__Information supplied__
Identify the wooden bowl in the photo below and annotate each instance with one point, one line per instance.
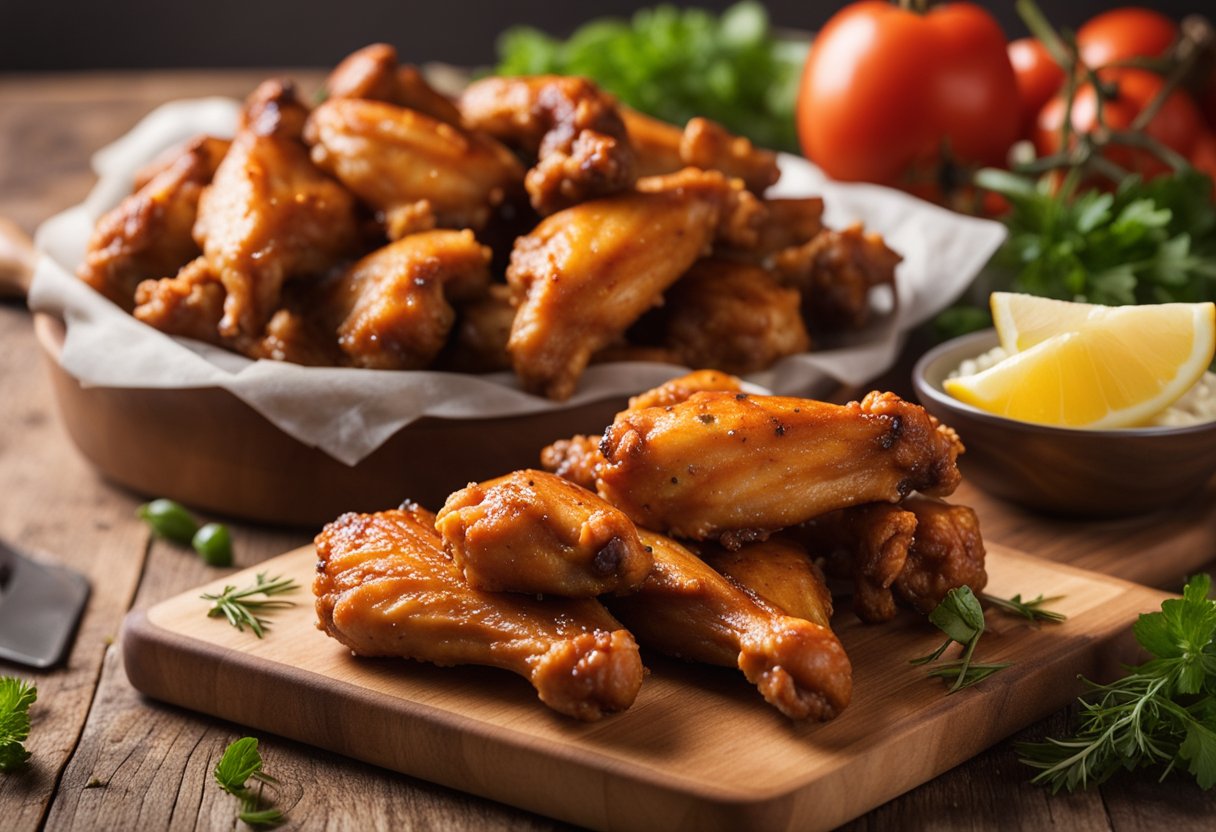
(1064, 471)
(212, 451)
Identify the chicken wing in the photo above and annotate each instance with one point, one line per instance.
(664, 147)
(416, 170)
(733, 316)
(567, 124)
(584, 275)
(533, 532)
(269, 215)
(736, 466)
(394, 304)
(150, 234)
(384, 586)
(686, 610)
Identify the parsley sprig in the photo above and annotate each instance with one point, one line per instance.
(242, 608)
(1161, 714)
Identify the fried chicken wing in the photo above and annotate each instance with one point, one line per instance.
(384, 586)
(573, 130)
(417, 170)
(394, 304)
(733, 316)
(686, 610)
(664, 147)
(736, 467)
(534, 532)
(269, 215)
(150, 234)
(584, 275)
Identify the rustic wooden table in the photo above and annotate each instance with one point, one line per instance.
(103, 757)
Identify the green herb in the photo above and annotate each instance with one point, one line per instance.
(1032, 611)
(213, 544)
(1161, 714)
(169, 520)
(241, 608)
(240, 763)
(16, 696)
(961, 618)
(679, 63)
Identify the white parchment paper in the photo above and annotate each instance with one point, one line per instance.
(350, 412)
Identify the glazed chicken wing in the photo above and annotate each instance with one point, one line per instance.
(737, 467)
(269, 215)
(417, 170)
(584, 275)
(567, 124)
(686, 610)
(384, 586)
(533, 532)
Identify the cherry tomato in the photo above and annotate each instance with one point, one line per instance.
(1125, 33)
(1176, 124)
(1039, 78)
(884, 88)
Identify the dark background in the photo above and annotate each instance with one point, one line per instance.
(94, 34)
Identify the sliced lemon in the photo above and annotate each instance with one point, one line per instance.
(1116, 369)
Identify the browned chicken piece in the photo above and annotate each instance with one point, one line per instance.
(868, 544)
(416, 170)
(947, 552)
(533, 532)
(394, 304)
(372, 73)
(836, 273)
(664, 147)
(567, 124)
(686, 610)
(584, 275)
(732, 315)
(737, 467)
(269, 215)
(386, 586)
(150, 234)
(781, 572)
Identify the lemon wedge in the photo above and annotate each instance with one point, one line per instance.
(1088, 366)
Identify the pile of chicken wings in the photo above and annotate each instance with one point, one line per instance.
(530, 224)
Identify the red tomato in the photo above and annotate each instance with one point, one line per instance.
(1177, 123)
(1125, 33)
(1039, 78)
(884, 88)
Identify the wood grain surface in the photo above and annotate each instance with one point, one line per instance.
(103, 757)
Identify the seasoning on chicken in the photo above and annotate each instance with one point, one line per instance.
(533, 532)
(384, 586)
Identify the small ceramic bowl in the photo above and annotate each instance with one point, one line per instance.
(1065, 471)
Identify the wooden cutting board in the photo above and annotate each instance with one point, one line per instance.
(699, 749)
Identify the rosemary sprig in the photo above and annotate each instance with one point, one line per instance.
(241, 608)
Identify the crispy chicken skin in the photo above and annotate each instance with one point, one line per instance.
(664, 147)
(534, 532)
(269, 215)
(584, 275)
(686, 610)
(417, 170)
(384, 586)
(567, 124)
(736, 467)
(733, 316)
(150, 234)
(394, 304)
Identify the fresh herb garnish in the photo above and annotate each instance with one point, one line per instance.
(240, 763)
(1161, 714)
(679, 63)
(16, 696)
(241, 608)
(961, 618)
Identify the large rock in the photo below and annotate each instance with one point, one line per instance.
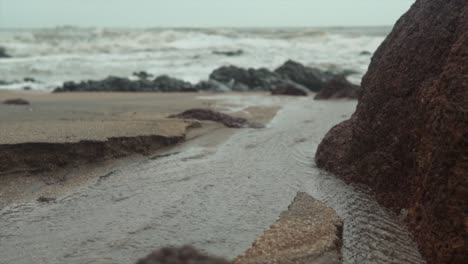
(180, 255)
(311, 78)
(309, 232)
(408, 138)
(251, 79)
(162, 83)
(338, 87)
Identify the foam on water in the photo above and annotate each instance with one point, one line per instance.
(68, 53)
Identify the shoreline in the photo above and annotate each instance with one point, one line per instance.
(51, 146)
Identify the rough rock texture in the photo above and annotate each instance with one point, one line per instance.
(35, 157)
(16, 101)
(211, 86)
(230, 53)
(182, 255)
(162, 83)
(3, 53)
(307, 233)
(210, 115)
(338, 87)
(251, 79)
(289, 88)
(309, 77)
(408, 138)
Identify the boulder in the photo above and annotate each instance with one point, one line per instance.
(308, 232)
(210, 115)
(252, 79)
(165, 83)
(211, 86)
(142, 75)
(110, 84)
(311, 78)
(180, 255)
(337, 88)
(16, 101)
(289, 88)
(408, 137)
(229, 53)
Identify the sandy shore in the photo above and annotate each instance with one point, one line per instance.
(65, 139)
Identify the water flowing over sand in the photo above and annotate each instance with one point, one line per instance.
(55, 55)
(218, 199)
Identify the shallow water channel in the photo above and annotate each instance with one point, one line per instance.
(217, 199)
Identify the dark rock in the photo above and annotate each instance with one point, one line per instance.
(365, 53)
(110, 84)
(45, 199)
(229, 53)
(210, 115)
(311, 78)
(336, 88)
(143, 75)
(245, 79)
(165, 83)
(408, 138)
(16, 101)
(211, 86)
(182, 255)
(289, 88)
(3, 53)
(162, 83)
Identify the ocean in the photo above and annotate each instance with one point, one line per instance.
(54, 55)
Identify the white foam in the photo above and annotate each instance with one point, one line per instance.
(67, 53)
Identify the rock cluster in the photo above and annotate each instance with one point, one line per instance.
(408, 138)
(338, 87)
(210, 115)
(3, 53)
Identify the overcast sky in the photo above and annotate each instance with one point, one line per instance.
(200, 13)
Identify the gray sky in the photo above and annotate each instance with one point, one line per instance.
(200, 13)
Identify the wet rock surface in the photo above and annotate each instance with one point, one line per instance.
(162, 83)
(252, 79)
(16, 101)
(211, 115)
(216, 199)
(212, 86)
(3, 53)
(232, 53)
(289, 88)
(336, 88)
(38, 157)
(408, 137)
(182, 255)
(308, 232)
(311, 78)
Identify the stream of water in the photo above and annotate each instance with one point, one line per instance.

__What is needed__
Once the pictures are set aside, repeat each entry exactly as it stands.

__Problem solution__
Identify the wooden bowl in the photo below and annotate each instance with one point, one line per instance.
(1064, 471)
(212, 451)
Identify the chicken wing in the photo above and annotate each instance with one point, one line per instance.
(664, 147)
(416, 170)
(733, 316)
(567, 124)
(584, 275)
(533, 532)
(269, 215)
(736, 466)
(394, 304)
(150, 234)
(384, 586)
(686, 610)
Identify the parsley sprig in the photo above and annotate each instance with one point, one line per instance.
(242, 608)
(1161, 714)
Identify the fried chicken wing in the photo above and annotate each instance with one point, one line per instance.
(384, 586)
(573, 130)
(417, 170)
(394, 304)
(733, 316)
(686, 610)
(664, 147)
(736, 467)
(534, 532)
(269, 215)
(150, 234)
(584, 275)
Identify the rustic wooden table in the photo above and annotate each instance with one point, one line per instance.
(103, 757)
Identify the green herb in the photo above and annotate each instance with one point, one line per instance.
(1032, 611)
(213, 544)
(1161, 714)
(169, 520)
(241, 608)
(240, 763)
(16, 696)
(961, 618)
(679, 63)
Identify the white parchment paper in the photo above and annotate each instance with one point, one line per instance.
(350, 412)
Identify the glazed chicken wing in the photo above and annotate each instance with one point, one line per instance.
(737, 467)
(269, 215)
(417, 170)
(584, 275)
(567, 124)
(686, 610)
(384, 586)
(533, 532)
Identify the cherry tomato in the photo above and annotate each instance with one point, one line per instance.
(1125, 33)
(1176, 124)
(1039, 78)
(884, 88)
Identify the dark background in the photo above and annotate each instance with one point, one line per instance.
(94, 34)
Identify the sliced lemon in the photo above and annotate each instance with one point, one line per instance.
(1116, 369)
Identify the browned chicken piece in the photo above and annotate each instance with one point, one line per instance.
(868, 544)
(416, 170)
(947, 552)
(533, 532)
(394, 304)
(372, 73)
(836, 273)
(664, 147)
(567, 124)
(686, 610)
(584, 275)
(732, 315)
(737, 467)
(269, 215)
(386, 586)
(150, 234)
(781, 572)
Identify the lemon wedge in the photo above and annotate each instance with one point, one line per instance.
(1088, 366)
Identify the pile of chicken wings in the photo above and annotate each instance with one point, one line per instance.
(530, 224)
Identify the red tomato in the photo above and annotate each instance with one point, one line per instance.
(1177, 123)
(1125, 33)
(1039, 78)
(884, 88)
Identify the wood grain surface in the photo above and annotate each instance with one point, one line per instance.
(103, 757)
Identify the seasoning on chicken in the photo above and annotate each instance with one point, one line per instance.
(533, 532)
(384, 586)
Identify the small ceramic bowl in the photo above and annotate each instance with one point, one line per instance.
(1065, 471)
Identify the wooden cutting board in the photo above and annotate each instance with one point, one line per instance.
(699, 749)
Identify the rosemary sprig in the photo above and annotate each instance with one point, one line per instance.
(241, 608)
Identify the crispy chicken skin in the photo above and annotate each instance with one point, one line per instance.
(664, 147)
(534, 532)
(269, 215)
(584, 275)
(686, 610)
(417, 170)
(384, 586)
(567, 124)
(736, 467)
(733, 316)
(150, 234)
(394, 304)
Identify the fresh herb garnish in the photo above and annotate each instance with one point, one line per instance.
(240, 763)
(1161, 714)
(679, 63)
(16, 696)
(241, 608)
(961, 618)
Identify the large rock in the photo below and annotate each instance with one point, one line per instance.
(180, 255)
(311, 78)
(309, 232)
(408, 138)
(251, 79)
(162, 83)
(338, 87)
Identify the foam on water in the photo above and annotate each instance with one point, one line per instance.
(68, 53)
Identify the shoreline in the photo above and annotate each instance with one point, one line per instance.
(51, 146)
Identify the rough rock texture in the photo above and annotate each instance with one point, one line per instance.
(35, 157)
(16, 101)
(211, 86)
(230, 53)
(182, 255)
(162, 83)
(3, 53)
(307, 233)
(210, 115)
(338, 87)
(251, 79)
(289, 88)
(309, 77)
(408, 138)
Identify the boulder in the photo above and annotate each instance with one point, one line per instance.
(308, 232)
(210, 115)
(252, 79)
(165, 83)
(211, 86)
(142, 75)
(110, 84)
(311, 78)
(180, 255)
(337, 88)
(16, 101)
(289, 88)
(408, 137)
(229, 53)
Identify the sandy shore in the photo above and annotate each instance with one point, one line per instance.
(65, 139)
Identify the water flowing over sand in the photo above and annotate each instance with one point, one line per instance.
(55, 55)
(218, 199)
Identify the shallow water channel in the photo above and annotate each instance with one point, one line per instance.
(217, 199)
Identify the dark rock in the photo above and annotate each instance with one point, one line per instance.
(365, 53)
(110, 84)
(45, 199)
(229, 53)
(210, 115)
(311, 78)
(336, 88)
(143, 75)
(245, 79)
(165, 83)
(408, 138)
(16, 101)
(211, 86)
(182, 255)
(289, 88)
(3, 53)
(162, 83)
Identify the ocean in the photo above and annotate each instance with one point, one line per instance.
(54, 55)
Identify the white foam in the photo above and annotate each instance with one point, one line per instance.
(67, 53)
Identify the rock cluster in the photo above and annotate each instance with one point, one line per instance.
(408, 138)
(338, 87)
(210, 115)
(3, 53)
Identify the overcast sky in the photo above and annotate each instance with one point, one line per instance.
(200, 13)
Identify the gray sky in the photo above and annotate each instance with one point, one line per instance.
(200, 13)
Identify the wet rock surface in the photo above and annotate each instance with one point, one line per instance.
(162, 83)
(252, 79)
(16, 101)
(211, 115)
(216, 199)
(212, 86)
(3, 53)
(232, 53)
(289, 88)
(336, 88)
(38, 157)
(408, 137)
(182, 255)
(308, 232)
(311, 78)
Identify the stream of water in the photo above and annotate each instance with one point, one line per instance.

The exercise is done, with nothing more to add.